[Dataset entries]
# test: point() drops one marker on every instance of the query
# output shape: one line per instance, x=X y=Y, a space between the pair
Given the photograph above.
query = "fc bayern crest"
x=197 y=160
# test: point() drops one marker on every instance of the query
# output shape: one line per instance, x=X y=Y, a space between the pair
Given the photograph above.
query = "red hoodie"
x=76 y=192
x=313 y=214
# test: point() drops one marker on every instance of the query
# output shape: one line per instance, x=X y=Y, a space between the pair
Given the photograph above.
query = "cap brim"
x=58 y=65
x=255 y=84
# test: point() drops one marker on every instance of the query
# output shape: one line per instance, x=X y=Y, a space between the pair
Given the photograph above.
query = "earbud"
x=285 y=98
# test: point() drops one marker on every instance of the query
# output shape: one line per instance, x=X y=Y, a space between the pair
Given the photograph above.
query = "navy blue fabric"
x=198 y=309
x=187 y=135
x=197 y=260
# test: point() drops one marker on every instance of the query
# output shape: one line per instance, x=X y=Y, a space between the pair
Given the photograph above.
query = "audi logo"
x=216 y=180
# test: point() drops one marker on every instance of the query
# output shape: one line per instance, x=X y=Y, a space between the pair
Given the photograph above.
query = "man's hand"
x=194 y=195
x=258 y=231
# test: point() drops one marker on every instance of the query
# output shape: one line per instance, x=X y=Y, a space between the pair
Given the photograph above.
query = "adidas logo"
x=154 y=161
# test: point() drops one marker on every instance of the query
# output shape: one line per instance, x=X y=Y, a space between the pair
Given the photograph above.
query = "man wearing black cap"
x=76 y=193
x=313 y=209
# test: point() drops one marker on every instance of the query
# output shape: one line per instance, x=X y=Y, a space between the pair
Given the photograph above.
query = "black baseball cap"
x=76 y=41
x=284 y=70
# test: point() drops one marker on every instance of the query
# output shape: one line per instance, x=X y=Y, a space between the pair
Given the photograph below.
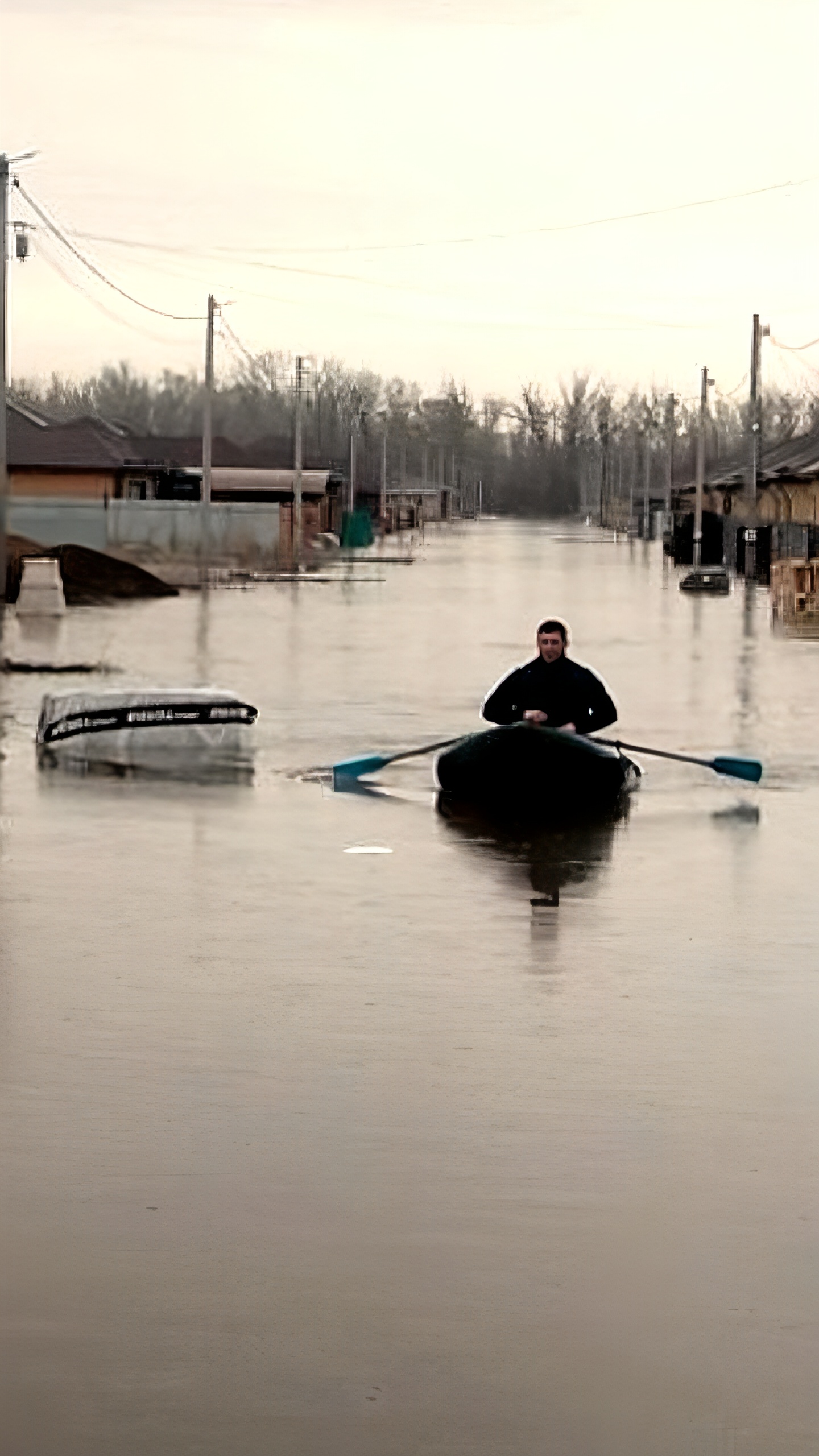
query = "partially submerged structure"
x=779 y=518
x=98 y=485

◆ **REQUIREMENT**
Verbatim copy, images excluded: transcribe all the entries above.

◆ **RESPONSE AREA**
# test: point() drops one marker on every instance of the query
# output shape: one line per instance, x=X y=Y, a space between the pair
Given the photograph above.
query = "fc bayern crest"
x=197 y=160
# test: point() drops one marker on every instance of the query
# output shape: one line per instance, x=X y=Y, a space between the pair
Given the photograph above.
query = "red hoodie"
x=76 y=192
x=313 y=214
# test: point() drops one marker on every instance of the query
# output shape: one line per instance, x=X y=Y, a space between the pair
Given the photograph above.
query = "cap brim"
x=58 y=65
x=255 y=84
# test: point() drops one marker on every instance of the query
# output shape: one line per instance, x=X y=Y, a space between the pair
Given the photograph above.
query = "earbud"
x=285 y=98
# test: point() drops one marker on every instance of the query
# output shape: one line per instance, x=X y=Y, a space between the pair
Given the photograph above.
query = "navy blue fabric"
x=198 y=309
x=187 y=135
x=197 y=260
# test: point() drops one marker on every instance of the query
# output shape: one line per instance, x=X y=Y, a space between the pair
Given the photograph above.
query = "audi logo"
x=216 y=180
# test: point() drops one marker on every instance of the query
# output shape: one line per instance, x=X y=Y, a space between the pair
Given the photograph above.
query = "man's hand"
x=194 y=195
x=258 y=231
# test: point() drops one marker on every instance of the query
# output shape: one line per instance, x=X y=Y, a space between the pair
Given the photograph above.
query = "adidas logo"
x=154 y=161
# test: point() drops one marker on every instance of the query
# output shape: one line per instance, x=X y=Y, a space between the pair
Given the photograph above.
query = "man wearing black cap"
x=76 y=193
x=313 y=209
# test: point() drops one marker on every instance of the query
# output shape: one line per instance, x=X y=Y, a space between the pair
Given the photograph above.
query = "black baseball cap"
x=76 y=41
x=284 y=70
# test: point() drops one marker on every instance of the query
# output shape: one line per instance, x=X y=Y, a space between the pair
Given the photograph below.
query = "partially submerged structure"
x=779 y=518
x=98 y=485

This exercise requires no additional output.